» **STORED DATA**:
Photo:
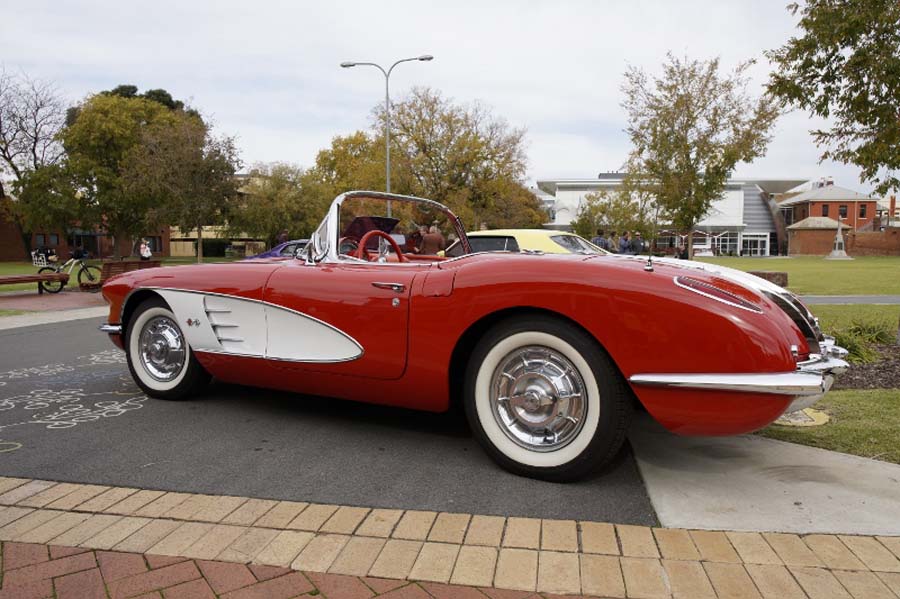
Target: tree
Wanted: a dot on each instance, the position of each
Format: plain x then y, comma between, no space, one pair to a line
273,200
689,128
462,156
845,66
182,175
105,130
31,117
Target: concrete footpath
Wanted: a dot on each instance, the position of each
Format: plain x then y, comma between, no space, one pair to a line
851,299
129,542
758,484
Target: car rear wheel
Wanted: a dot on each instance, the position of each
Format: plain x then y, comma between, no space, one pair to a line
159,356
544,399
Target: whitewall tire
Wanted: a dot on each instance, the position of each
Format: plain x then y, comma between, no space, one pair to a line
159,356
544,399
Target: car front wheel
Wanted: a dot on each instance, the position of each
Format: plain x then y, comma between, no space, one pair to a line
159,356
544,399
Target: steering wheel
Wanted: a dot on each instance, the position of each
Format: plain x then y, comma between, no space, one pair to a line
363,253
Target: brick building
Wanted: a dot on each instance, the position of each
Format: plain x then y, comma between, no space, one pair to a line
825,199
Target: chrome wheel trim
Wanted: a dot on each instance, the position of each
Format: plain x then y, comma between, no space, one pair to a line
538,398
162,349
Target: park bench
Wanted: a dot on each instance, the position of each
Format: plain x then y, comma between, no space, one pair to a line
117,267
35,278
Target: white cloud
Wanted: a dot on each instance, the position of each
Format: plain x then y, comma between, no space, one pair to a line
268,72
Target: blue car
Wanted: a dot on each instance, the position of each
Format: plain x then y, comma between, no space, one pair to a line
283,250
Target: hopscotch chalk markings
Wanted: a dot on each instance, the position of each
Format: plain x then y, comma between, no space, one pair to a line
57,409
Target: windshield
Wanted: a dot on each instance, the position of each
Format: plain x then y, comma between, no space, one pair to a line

---

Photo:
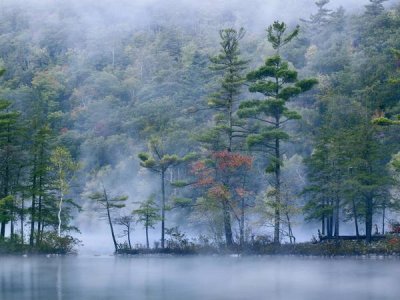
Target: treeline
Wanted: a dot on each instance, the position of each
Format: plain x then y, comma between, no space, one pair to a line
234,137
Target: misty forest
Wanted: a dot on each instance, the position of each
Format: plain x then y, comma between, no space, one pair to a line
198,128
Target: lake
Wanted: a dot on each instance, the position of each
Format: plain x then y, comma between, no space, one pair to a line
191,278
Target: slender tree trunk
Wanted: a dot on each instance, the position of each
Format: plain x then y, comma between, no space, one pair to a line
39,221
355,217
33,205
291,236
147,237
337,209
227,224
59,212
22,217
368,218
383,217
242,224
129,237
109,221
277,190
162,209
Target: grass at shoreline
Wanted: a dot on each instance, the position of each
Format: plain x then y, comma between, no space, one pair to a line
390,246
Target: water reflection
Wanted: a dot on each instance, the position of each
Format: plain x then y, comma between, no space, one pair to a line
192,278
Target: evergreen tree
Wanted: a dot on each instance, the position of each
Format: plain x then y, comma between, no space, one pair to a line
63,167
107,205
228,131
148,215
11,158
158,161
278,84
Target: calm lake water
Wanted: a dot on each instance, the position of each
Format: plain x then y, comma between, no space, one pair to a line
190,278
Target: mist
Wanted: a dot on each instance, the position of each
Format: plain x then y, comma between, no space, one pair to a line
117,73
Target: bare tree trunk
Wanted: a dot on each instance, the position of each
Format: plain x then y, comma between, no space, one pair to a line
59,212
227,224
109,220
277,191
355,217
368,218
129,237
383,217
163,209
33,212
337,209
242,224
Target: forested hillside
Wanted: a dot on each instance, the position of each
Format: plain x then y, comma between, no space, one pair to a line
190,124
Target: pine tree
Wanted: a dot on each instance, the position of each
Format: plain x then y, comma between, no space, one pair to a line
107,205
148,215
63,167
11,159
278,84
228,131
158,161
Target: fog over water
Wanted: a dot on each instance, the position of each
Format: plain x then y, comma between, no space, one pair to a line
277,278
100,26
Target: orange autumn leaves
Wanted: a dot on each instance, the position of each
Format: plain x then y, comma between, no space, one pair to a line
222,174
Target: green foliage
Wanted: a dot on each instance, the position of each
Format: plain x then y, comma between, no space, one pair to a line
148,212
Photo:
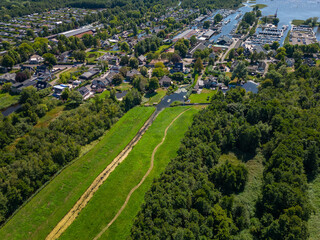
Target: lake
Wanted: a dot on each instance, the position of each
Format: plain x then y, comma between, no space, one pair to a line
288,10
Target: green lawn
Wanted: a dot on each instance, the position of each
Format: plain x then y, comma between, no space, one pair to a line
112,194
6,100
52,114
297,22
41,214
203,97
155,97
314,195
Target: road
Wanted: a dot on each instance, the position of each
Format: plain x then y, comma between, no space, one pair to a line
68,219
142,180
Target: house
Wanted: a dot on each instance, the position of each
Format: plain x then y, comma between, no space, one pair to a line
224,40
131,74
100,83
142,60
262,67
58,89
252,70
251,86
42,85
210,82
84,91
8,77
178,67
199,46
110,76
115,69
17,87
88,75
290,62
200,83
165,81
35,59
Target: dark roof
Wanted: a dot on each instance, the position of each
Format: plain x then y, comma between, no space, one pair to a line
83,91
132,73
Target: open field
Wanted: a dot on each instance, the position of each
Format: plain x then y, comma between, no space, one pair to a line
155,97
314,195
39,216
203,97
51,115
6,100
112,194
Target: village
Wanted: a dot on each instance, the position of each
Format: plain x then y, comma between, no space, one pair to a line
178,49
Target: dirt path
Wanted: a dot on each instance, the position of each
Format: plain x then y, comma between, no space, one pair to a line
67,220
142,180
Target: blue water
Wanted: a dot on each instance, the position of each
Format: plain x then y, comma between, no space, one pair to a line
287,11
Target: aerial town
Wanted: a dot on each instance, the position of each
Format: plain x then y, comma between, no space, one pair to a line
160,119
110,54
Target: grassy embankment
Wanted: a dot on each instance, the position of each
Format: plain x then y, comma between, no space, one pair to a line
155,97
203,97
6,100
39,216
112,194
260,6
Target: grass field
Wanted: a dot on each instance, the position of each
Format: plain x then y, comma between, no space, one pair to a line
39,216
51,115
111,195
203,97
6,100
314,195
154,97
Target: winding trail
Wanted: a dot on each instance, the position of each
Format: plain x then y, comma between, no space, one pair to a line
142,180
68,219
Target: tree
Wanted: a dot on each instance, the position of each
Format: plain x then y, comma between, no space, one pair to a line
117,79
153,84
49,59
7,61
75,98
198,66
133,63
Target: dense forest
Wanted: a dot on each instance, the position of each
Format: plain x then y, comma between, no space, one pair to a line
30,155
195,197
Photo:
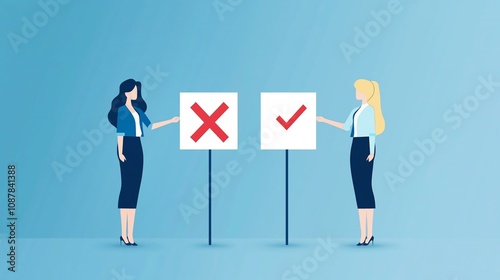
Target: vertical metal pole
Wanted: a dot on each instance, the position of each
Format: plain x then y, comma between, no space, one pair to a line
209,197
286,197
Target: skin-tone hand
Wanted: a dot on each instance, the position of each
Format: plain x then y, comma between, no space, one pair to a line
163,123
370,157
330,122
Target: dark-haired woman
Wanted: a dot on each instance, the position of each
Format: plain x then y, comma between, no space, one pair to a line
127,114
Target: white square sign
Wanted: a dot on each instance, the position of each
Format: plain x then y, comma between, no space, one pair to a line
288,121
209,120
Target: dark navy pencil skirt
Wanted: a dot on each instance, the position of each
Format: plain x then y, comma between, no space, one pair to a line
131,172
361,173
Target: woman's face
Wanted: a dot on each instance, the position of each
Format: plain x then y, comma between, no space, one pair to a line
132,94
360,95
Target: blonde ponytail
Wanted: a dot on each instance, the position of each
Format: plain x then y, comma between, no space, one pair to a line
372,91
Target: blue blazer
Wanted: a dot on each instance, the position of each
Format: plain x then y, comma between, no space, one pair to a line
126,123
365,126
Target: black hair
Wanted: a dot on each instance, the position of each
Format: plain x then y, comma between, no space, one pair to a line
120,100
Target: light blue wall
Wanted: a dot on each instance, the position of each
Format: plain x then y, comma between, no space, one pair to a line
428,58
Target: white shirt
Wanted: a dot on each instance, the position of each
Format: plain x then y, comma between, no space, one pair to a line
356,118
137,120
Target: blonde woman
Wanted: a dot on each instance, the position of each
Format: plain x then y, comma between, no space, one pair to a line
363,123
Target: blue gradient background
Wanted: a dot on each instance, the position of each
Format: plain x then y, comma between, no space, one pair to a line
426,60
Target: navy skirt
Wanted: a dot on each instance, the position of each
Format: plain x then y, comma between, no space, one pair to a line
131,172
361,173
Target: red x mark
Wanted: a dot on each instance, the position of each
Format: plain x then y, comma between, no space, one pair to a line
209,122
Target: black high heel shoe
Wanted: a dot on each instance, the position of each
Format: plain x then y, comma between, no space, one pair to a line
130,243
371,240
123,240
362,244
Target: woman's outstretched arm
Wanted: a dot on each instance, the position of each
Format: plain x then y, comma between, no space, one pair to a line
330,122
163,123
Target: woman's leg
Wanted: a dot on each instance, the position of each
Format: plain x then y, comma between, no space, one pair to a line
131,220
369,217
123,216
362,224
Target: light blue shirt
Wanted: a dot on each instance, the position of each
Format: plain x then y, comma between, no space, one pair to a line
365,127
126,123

--

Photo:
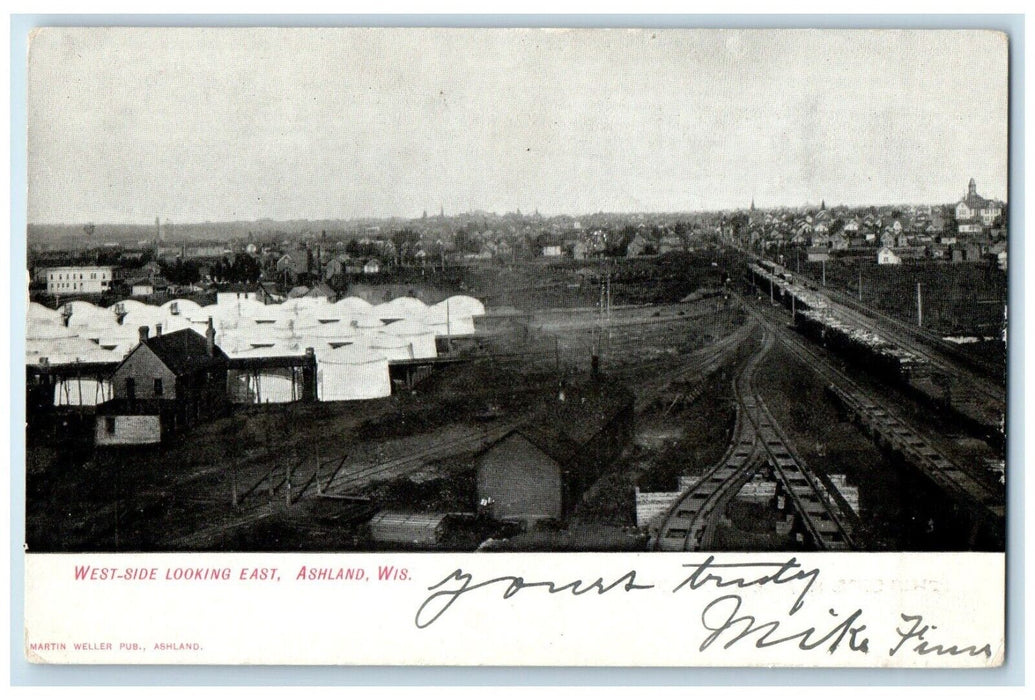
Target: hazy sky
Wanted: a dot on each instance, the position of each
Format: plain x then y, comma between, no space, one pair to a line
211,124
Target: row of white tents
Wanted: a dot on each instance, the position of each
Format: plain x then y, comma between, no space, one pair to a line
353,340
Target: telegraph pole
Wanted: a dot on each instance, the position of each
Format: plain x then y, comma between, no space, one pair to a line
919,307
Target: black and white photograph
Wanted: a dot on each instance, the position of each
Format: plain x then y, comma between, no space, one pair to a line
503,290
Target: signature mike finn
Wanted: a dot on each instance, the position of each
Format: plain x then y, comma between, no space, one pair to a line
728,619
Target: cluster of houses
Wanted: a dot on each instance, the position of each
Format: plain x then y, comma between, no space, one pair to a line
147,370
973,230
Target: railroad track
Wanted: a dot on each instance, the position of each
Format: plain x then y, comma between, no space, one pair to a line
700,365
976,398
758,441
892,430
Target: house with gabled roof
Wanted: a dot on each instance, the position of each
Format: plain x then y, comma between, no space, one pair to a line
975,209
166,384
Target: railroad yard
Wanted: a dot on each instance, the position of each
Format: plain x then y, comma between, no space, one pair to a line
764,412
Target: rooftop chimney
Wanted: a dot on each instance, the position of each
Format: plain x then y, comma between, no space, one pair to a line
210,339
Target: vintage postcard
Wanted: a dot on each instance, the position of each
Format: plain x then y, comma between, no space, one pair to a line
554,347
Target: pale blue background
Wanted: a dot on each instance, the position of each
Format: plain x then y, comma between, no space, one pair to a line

» **TASK STATEMENT**:
Please count the lines in the data above that contain the string "railroad", and reply with that number alone.

» **PROBLEM SOLUTION**:
2